**Task statement**. Reproduce all of the listing below without alteration.

-- Opening Marker --

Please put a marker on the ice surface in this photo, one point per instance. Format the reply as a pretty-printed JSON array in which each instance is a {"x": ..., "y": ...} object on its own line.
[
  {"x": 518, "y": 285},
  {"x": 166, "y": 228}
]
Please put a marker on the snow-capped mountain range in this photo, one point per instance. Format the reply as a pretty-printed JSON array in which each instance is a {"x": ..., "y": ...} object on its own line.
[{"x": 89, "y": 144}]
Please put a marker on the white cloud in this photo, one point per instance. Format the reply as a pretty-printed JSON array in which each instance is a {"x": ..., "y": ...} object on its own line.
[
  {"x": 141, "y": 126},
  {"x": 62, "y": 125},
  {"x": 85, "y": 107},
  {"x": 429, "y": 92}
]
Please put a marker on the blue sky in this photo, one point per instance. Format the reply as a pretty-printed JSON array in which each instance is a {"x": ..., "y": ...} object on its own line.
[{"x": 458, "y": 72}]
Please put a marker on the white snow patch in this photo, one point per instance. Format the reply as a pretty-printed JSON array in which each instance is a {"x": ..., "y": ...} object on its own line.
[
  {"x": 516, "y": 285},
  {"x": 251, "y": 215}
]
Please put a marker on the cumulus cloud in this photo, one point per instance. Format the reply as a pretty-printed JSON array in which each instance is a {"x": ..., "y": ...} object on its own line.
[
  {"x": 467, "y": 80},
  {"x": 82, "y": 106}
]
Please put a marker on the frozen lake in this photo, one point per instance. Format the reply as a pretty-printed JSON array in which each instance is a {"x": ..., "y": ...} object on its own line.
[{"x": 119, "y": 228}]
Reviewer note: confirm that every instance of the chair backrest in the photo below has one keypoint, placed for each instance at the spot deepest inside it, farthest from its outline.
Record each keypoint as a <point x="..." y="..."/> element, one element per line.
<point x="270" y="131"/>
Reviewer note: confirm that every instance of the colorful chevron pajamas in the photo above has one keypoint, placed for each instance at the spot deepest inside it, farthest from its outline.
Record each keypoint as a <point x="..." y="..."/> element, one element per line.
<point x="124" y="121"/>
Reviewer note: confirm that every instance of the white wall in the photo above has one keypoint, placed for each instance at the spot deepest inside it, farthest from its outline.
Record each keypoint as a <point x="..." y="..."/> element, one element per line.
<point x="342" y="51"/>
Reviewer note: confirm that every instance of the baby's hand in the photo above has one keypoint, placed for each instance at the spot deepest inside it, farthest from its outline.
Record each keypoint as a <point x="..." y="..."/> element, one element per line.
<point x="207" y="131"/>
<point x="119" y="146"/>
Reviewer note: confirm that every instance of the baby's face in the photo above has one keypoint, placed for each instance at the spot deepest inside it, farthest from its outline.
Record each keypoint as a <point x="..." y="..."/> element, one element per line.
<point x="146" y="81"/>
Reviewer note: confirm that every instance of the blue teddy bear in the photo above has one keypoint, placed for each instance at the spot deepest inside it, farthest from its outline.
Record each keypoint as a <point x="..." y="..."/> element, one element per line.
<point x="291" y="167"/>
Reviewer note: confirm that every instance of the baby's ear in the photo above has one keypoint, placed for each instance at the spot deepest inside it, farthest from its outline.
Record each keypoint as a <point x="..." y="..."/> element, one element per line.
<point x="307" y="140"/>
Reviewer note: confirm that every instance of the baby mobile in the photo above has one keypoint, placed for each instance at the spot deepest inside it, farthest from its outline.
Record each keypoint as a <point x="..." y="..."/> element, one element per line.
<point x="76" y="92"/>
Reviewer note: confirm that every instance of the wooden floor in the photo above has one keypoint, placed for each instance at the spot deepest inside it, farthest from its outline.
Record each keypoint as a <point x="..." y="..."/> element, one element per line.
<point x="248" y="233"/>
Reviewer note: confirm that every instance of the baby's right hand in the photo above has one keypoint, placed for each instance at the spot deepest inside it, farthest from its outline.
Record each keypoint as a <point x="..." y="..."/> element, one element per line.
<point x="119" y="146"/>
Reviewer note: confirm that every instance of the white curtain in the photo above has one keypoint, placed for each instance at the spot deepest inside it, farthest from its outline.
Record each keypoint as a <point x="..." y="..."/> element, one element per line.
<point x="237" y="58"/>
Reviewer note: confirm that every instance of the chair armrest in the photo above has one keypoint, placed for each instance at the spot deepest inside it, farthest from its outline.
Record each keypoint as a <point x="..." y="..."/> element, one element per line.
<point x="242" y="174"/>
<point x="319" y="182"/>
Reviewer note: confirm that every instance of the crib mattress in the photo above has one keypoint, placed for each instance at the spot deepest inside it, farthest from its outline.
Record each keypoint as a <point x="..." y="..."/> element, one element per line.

-- Closing Marker --

**Your solution**.
Please put a marker on the ice surface in this photo, one point per instance. Format the reply as a pretty-printed JSON array in which each instance is a {"x": ..., "y": ...} object on its own line.
[
  {"x": 518, "y": 285},
  {"x": 166, "y": 228}
]
Please put a marker on the snow-capped mountain range in this photo, one point per instance. Format the reply as a pretty-printed JSON array in which each instance is a {"x": ..., "y": ...} object on its own line.
[{"x": 89, "y": 144}]
Please put a marker on the white cloud in this photo, one point per instance. Format the reply as a pretty-printed JSON array in which each instance is a {"x": ..., "y": ...} object on its own line.
[
  {"x": 141, "y": 126},
  {"x": 62, "y": 125},
  {"x": 85, "y": 107},
  {"x": 429, "y": 92}
]
Please put a marker on the blue sky in this photo, one point per instance. Format the reply as a pretty-printed JSON array in which each instance is a {"x": ..., "y": ...} object on its own line.
[{"x": 458, "y": 72}]
Please put a marker on the white snow patch in this photo, one point per instance. Format the reply as a pretty-printed JSON array in which each instance is a {"x": ..., "y": ...} object on its own line.
[
  {"x": 516, "y": 285},
  {"x": 251, "y": 215}
]
Please put a marker on the cumulus cloud in this photo, one point per instance. Format the reply as a pretty-printed JSON array in which each instance is a {"x": ..., "y": ...} object on its own line.
[
  {"x": 467, "y": 80},
  {"x": 82, "y": 106}
]
Please put a marker on the frozen lake in this photo, one point per instance. Format the reply as a pretty-printed JSON array in which each instance is a {"x": ..., "y": ...} object on its own line.
[{"x": 119, "y": 228}]
Reviewer note: confirm that every instance of the chair backrest in the photo below has one keypoint, placed for each instance at the spot deepest inside it, farthest from its outline.
Record each keypoint as a <point x="..." y="..."/> element, one element per line.
<point x="270" y="131"/>
Reviewer note: confirm that every instance of the colorful chevron pajamas in the photo above has one keypoint, placed for each instance at the spot deepest inside it, farthest from its outline.
Record each keypoint as a <point x="..." y="..."/> element, one element per line.
<point x="124" y="121"/>
Reviewer note: confirm that every instance of the white wall in the photo above has one keypoint, placed for each instance at the spot deepest inside it, farthest from its outline.
Record each keypoint as a <point x="..." y="..."/> element, one element per line.
<point x="342" y="51"/>
Reviewer note: confirm that every instance of the baby's hand in the photo above has one keypoint, placed for each instance at the spot deepest inside it, farthest from its outline.
Record each keypoint as a <point x="..." y="..."/> element, one element per line.
<point x="207" y="131"/>
<point x="119" y="146"/>
Reviewer note: confirm that every instance of the baby's face in the photo above has one keypoint, placed for each instance at the spot deepest inside it, farthest from its outline.
Record each keypoint as a <point x="..." y="..."/> element, one element per line.
<point x="146" y="81"/>
Reviewer note: confirm that every instance of the blue teddy bear in the photo above has one keypoint, placed for each instance at the spot deepest inside it, farthest from its outline.
Record each keypoint as a <point x="..." y="..."/> element, one element per line.
<point x="291" y="167"/>
Reviewer note: confirm that every instance of the baby's ear in the photo above has one keypoint, placed for each instance at the spot deepest inside it, farthest from its outline.
Record each keypoint as a <point x="..." y="..."/> element, one element per line.
<point x="307" y="140"/>
Reviewer note: confirm that every instance of the baby mobile in the photo above has one keypoint, placed for each instance at the spot deepest inside it, farthest from its outline.
Record each keypoint as a <point x="..." y="..."/> element, one element per line.
<point x="76" y="92"/>
Reviewer note: confirm that every instance of the wooden floor in the photo above has one keypoint, placed for each instance at the spot deepest inside it, farthest from its outline.
Record each keypoint as a <point x="..." y="..."/> element, one element per line.
<point x="248" y="233"/>
Reviewer note: confirm that every instance of the baby's right hand in the photo above has one keypoint, placed for each instance at the spot deepest inside it, farthest from its outline.
Record each keypoint as a <point x="..." y="..."/> element, one element per line.
<point x="119" y="146"/>
Reviewer note: confirm that every instance of the white curtain in the photo above has one keypoint, placed for each instance at the spot deepest inside it, farthest from its outline.
Record each keypoint as a <point x="..." y="..."/> element, one element per line.
<point x="237" y="58"/>
Reviewer note: confirm that every instance of the chair armrest in the photo above has one keypoint, placed for each instance at the spot deepest inside it, farthest from its outline.
Record each keypoint as a <point x="..." y="..."/> element, one element per line.
<point x="242" y="174"/>
<point x="319" y="182"/>
Reviewer note: confirm that every instance of the crib mattress in the photo above has one keypoint, placed for each instance at the spot deepest inside it, farthest from its outline.
Record each keypoint as a <point x="..." y="..."/> element, one element per line.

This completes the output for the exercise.